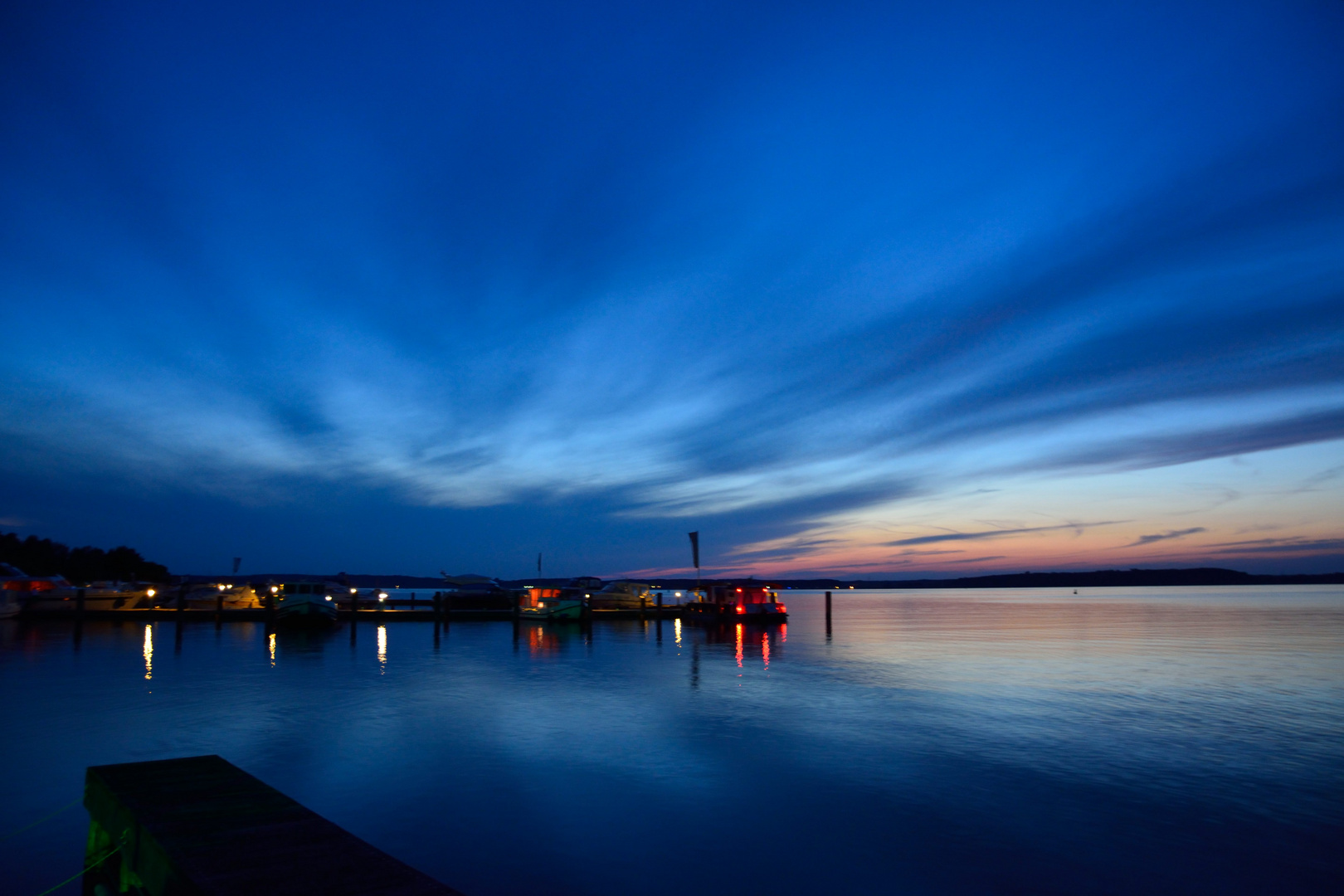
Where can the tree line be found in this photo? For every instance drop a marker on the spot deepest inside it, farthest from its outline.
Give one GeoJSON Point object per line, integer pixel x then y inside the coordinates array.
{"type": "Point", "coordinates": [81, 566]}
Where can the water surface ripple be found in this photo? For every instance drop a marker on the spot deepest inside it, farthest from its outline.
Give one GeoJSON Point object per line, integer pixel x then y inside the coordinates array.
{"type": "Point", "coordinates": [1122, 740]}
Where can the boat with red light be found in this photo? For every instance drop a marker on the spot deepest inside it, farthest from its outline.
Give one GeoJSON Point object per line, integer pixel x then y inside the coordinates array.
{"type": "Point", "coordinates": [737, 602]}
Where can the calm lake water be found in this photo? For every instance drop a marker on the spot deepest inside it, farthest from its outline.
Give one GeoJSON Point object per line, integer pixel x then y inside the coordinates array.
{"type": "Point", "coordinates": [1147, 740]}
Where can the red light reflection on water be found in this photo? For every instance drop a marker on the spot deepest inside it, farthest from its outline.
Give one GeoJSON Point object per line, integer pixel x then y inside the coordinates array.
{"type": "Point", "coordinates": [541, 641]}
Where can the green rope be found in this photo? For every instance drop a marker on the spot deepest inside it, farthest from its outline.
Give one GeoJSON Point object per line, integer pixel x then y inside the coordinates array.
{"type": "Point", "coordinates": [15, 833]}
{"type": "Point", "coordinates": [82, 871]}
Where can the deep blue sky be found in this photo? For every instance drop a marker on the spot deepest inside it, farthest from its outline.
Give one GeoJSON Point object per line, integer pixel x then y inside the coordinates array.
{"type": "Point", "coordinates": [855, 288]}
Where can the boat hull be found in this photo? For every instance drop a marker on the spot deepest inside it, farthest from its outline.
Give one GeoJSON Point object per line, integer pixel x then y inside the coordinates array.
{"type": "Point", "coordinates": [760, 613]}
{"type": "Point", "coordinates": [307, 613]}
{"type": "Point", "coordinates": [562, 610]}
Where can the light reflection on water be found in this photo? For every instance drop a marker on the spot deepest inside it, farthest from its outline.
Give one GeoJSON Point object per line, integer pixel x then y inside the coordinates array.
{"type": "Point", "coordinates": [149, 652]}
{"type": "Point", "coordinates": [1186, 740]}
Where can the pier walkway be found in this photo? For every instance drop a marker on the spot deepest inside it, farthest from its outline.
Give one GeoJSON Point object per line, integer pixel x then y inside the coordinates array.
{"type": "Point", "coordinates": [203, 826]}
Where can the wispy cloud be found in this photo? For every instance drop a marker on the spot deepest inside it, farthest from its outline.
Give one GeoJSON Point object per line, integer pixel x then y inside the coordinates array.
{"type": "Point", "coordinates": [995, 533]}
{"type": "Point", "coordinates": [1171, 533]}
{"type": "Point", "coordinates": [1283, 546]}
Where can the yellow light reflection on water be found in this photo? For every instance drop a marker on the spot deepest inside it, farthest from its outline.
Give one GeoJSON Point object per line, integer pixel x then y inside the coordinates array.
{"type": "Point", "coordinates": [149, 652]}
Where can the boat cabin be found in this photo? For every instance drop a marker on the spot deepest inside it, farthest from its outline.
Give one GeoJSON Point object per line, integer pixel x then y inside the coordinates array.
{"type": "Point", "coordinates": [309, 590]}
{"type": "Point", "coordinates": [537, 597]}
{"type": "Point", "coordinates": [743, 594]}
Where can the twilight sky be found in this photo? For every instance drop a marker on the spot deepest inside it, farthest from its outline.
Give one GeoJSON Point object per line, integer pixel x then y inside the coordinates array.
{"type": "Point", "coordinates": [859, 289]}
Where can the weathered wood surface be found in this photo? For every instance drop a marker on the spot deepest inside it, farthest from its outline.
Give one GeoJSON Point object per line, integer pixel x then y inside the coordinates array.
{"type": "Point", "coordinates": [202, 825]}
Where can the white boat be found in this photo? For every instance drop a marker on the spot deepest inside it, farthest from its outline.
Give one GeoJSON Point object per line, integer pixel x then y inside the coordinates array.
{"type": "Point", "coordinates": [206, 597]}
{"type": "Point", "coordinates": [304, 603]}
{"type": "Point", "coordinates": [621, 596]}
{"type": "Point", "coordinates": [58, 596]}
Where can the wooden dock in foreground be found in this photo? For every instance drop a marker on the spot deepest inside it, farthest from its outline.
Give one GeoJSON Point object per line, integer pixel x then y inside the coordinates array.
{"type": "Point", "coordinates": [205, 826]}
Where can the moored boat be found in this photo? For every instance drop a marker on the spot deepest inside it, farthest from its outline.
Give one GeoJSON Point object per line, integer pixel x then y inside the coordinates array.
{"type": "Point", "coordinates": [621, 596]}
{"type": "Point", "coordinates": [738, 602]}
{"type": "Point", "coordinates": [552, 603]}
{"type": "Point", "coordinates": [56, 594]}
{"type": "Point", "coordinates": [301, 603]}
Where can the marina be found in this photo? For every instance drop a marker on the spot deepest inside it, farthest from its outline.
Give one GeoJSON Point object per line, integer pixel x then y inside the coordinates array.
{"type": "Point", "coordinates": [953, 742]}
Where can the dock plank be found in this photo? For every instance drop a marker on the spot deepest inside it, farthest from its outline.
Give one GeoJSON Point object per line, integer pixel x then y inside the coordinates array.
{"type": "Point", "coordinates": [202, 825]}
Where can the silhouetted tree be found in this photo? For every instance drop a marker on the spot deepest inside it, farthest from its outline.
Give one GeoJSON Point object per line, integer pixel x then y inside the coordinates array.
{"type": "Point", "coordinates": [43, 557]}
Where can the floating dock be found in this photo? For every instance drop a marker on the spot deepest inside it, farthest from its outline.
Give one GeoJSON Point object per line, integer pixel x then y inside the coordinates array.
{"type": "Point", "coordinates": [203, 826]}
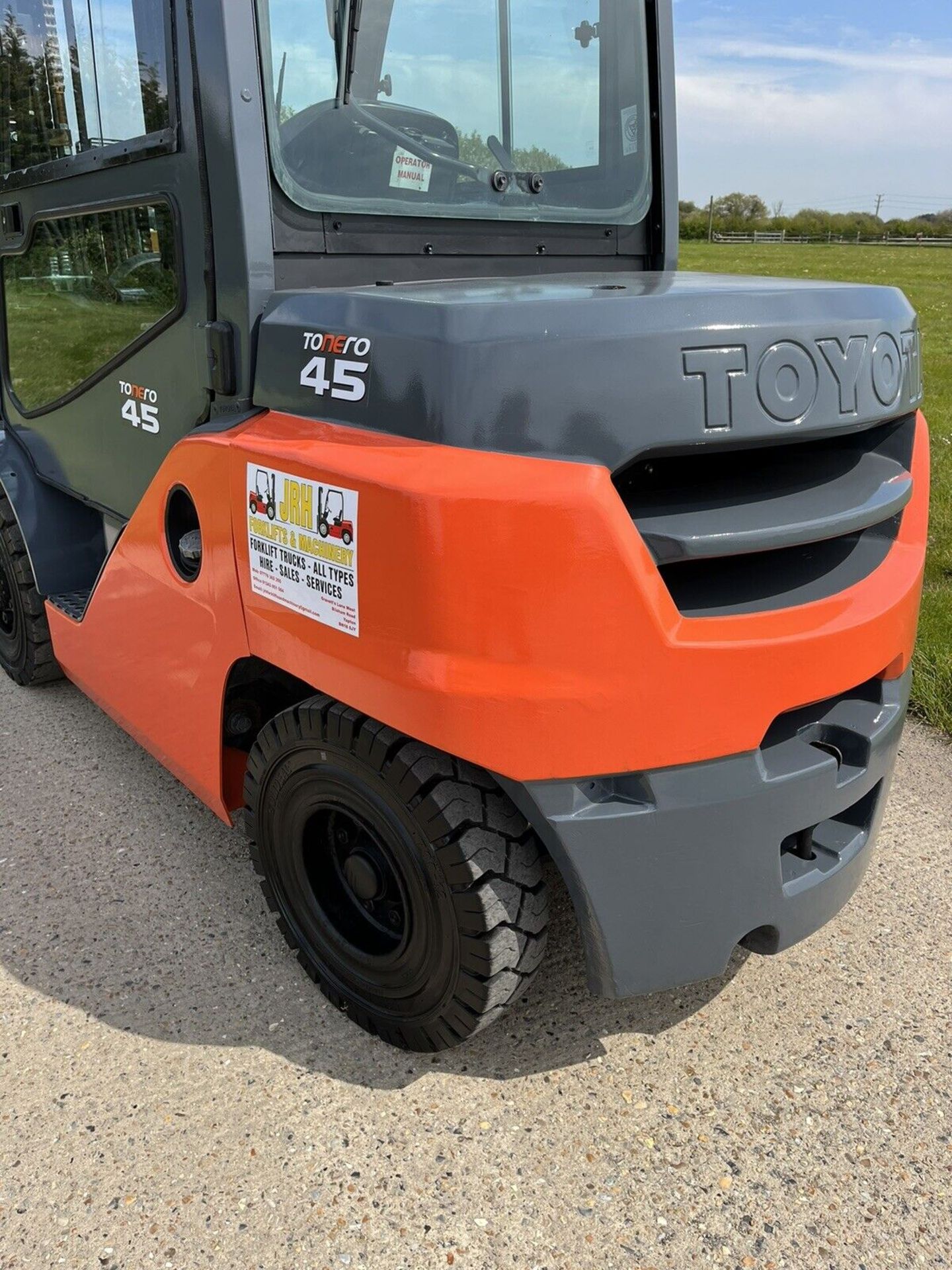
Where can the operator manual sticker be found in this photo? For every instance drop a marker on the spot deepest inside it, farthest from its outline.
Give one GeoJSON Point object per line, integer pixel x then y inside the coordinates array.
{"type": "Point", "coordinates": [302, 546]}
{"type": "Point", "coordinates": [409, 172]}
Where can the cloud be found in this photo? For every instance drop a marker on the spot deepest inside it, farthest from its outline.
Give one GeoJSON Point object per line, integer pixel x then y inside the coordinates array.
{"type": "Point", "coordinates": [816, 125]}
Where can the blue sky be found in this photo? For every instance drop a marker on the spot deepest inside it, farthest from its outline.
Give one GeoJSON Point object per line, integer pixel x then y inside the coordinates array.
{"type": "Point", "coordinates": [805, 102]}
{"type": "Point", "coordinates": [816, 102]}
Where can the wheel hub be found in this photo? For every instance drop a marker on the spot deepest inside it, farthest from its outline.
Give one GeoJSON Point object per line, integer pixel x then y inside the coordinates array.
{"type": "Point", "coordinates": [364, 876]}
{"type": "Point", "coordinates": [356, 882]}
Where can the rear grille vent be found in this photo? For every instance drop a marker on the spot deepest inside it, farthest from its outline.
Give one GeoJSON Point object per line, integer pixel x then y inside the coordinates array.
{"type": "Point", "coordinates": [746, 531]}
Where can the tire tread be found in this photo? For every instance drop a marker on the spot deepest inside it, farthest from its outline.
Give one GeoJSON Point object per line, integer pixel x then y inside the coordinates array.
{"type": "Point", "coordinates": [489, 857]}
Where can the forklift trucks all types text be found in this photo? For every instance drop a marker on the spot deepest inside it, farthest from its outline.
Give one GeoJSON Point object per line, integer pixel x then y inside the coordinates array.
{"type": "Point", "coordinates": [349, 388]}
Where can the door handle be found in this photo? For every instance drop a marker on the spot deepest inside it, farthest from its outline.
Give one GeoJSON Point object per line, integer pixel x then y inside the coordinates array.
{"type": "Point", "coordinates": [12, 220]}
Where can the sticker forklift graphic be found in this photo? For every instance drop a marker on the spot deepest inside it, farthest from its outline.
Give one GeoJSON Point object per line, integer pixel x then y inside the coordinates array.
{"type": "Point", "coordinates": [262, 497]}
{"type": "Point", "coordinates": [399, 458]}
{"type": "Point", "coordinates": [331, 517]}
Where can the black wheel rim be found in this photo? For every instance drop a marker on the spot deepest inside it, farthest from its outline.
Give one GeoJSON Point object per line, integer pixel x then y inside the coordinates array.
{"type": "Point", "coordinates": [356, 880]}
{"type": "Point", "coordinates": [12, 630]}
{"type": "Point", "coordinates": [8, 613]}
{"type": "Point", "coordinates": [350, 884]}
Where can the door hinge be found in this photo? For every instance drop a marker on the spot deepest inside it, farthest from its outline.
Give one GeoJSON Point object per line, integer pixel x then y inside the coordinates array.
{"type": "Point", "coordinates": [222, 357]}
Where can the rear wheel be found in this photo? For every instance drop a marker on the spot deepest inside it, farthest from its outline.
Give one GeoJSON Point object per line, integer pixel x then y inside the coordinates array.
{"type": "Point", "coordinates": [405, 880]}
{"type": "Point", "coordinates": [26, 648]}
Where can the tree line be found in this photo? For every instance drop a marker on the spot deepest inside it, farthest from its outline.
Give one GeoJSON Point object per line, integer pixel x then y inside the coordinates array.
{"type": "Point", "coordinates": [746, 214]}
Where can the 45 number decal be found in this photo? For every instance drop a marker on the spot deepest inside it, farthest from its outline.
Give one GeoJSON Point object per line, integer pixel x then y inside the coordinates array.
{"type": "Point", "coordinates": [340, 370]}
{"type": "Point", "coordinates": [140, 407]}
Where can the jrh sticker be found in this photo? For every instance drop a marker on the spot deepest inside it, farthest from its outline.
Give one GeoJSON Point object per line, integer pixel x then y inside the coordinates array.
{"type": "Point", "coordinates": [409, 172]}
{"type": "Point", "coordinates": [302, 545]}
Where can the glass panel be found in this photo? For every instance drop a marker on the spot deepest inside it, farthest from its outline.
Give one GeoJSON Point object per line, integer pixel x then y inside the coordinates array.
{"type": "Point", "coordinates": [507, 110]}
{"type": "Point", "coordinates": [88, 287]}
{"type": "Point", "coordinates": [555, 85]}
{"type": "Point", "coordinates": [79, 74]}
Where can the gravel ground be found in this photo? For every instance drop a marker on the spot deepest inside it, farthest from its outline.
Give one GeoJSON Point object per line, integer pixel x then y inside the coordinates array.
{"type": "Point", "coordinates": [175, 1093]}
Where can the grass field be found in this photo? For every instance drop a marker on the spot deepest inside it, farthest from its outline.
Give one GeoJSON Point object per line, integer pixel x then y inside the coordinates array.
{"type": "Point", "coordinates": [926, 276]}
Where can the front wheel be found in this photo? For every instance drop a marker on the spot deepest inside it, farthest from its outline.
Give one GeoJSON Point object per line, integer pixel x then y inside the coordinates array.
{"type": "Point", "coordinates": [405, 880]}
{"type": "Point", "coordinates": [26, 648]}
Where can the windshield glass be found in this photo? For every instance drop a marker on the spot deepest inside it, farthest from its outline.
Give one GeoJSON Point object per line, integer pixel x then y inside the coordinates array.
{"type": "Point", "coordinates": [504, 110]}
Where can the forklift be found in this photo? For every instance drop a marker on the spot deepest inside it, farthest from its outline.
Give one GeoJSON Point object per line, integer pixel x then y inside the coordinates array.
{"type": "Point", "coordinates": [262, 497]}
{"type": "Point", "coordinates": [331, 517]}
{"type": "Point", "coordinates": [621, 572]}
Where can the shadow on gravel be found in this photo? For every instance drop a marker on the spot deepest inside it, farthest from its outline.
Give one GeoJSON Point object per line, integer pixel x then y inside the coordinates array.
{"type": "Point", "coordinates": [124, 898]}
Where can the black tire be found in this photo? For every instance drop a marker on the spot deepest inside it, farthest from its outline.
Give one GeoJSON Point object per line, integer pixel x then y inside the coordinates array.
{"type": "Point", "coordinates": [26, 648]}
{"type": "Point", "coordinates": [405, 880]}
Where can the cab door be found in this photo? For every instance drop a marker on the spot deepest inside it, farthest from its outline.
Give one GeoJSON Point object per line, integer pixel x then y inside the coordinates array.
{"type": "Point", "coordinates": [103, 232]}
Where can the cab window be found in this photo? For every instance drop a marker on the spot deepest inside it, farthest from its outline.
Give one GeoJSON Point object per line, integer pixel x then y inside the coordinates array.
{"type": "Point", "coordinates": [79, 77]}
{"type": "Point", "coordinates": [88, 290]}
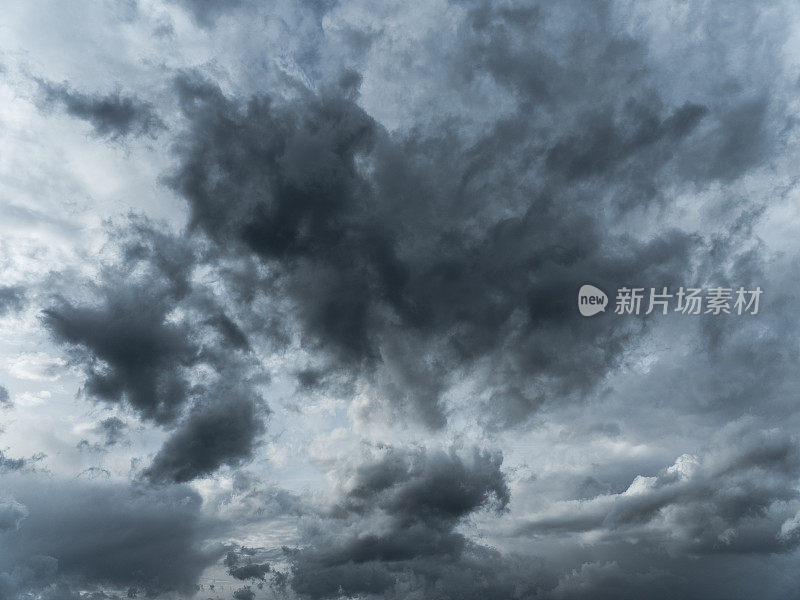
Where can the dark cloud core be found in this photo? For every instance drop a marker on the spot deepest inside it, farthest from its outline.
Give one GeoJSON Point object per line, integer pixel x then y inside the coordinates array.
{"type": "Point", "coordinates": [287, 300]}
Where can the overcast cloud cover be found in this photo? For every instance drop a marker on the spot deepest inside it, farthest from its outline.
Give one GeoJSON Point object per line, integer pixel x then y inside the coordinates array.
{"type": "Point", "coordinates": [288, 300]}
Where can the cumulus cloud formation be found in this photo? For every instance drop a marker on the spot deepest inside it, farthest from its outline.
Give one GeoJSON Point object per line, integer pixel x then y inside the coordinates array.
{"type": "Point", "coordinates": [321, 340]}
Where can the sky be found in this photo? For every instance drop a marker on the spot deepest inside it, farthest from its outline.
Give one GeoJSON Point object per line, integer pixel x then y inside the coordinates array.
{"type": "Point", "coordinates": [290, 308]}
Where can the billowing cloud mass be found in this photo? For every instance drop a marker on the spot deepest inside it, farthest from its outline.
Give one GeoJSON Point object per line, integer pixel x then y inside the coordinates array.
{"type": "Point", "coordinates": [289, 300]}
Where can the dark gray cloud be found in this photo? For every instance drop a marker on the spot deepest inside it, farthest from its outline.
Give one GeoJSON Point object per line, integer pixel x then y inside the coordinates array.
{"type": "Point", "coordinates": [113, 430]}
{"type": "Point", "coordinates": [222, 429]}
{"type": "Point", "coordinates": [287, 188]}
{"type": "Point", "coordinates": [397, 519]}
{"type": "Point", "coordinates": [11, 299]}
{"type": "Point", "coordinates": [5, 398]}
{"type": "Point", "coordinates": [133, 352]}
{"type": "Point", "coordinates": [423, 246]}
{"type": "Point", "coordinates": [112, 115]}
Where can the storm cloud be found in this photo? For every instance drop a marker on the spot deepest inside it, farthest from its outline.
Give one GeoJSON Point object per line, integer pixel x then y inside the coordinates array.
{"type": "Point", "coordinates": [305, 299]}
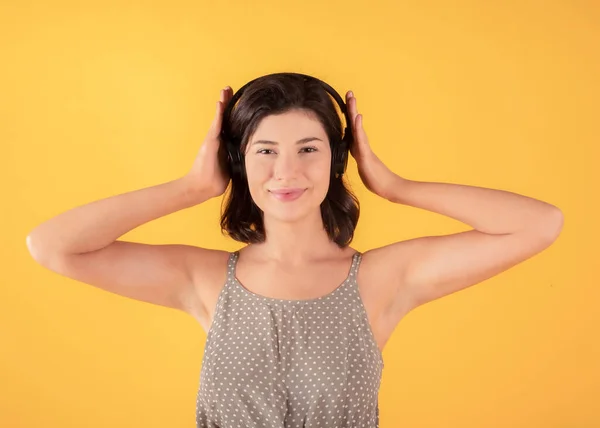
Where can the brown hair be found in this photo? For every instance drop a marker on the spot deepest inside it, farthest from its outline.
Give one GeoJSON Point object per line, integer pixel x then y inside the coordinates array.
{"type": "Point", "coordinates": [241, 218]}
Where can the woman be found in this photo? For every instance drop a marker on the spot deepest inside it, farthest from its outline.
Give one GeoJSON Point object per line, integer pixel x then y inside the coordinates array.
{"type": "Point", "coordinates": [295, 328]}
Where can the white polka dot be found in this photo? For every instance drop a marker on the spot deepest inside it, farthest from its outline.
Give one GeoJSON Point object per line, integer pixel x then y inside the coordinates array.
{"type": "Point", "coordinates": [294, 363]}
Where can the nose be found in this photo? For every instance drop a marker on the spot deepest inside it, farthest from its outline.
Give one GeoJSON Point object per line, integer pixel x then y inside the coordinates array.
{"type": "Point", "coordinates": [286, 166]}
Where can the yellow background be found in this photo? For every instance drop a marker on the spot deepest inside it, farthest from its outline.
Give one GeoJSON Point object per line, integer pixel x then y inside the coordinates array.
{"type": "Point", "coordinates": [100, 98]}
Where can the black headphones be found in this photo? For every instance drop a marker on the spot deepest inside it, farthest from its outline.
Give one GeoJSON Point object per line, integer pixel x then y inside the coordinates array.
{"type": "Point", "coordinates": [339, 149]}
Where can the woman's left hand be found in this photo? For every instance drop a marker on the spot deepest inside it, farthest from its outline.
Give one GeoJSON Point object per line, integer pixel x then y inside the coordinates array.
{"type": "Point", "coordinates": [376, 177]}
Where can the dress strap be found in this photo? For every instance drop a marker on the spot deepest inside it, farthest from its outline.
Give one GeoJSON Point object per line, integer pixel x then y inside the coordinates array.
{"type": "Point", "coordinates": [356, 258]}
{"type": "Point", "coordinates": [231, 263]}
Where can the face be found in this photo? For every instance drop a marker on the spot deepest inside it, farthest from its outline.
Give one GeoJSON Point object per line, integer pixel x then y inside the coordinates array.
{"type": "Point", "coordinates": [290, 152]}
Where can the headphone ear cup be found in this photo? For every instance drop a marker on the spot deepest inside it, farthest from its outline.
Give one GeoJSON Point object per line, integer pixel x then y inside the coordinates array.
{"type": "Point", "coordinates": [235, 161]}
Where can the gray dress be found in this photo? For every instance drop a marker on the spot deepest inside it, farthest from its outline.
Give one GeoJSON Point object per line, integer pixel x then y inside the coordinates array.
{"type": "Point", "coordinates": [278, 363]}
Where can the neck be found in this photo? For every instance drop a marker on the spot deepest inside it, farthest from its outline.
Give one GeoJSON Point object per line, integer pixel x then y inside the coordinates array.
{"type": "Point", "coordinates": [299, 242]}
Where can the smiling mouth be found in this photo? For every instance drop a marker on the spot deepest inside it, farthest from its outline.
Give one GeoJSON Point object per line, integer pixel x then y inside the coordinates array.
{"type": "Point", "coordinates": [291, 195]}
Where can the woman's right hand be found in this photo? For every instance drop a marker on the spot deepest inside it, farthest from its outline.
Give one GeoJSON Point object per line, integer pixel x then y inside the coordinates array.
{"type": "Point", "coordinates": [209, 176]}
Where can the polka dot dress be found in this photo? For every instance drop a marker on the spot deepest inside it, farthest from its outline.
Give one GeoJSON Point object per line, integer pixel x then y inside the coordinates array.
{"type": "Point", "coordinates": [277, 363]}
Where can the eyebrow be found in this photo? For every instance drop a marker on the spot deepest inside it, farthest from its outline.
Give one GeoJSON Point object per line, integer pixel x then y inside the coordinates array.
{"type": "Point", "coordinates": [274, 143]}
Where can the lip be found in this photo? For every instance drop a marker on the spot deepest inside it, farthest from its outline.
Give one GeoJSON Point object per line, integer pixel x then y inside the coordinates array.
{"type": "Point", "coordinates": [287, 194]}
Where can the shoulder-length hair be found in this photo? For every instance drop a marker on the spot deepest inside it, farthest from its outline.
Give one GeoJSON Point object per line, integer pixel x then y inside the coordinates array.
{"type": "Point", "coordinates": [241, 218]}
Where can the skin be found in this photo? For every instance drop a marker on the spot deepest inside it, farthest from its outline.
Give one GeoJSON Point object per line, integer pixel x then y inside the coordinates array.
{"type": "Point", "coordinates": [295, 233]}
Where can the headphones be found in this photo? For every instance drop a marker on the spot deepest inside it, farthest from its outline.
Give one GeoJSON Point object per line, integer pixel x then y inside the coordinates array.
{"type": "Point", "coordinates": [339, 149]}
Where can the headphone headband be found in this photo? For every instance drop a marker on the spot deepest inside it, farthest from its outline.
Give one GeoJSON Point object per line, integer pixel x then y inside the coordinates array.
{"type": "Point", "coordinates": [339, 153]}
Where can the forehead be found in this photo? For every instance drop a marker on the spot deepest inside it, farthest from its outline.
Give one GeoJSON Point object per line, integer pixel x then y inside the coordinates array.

-.-.-

Output the line holding "Where can the eyebrow", then every later line through the end of the records above, exactly as given and nothing else.

# Exercise answer
Where can the eyebrow be found in this photo? For every instance drop a marker on the spot deepest inside it, farthest from its outline.
Give one GeoJSON Point object per line, integer pixel x then y inside the coordinates array.
{"type": "Point", "coordinates": [274, 143]}
Where can the lip be found in this photo? For every instance drop a marker on the spot deepest inside it, farthest from its outline.
Give one GeoJSON Point object per line, integer pixel x then y inside the coordinates array.
{"type": "Point", "coordinates": [287, 194]}
Where can the shoulder-length hair be found in this photo? For every instance drop a marker on the spot deepest inside it, farthest from its outline.
Give one GeoJSON Point object per line, integer pixel x then y inside the coordinates array.
{"type": "Point", "coordinates": [241, 218]}
Where can the skin be found in this photo? For every instance drop a marker on the spot deepest inside it, farthest from its outline.
Give one GeoJSON Point object per line, integer pixel x then y inside the coordinates array.
{"type": "Point", "coordinates": [295, 233]}
Where can the headphones be found in this photo? For every instance drop a marker on the spot deepest inside it, farthest from its outline.
Give one GeoJSON Point object per line, integer pixel x then y inside the coordinates array.
{"type": "Point", "coordinates": [339, 149]}
Where can the headphone headband be found in this photo? For every instance drop a marker on the spot deepest inside it, farthest from its outline.
Give one GeoJSON Point object per line, integer pixel x then y inside the coordinates array.
{"type": "Point", "coordinates": [339, 153]}
Where can the forehead be found in this photo? For every instance drop a marker on the spot deepest inside it, farthest from its outline.
Give one GeoJSON Point object per line, integer pixel x then y inside the coordinates array.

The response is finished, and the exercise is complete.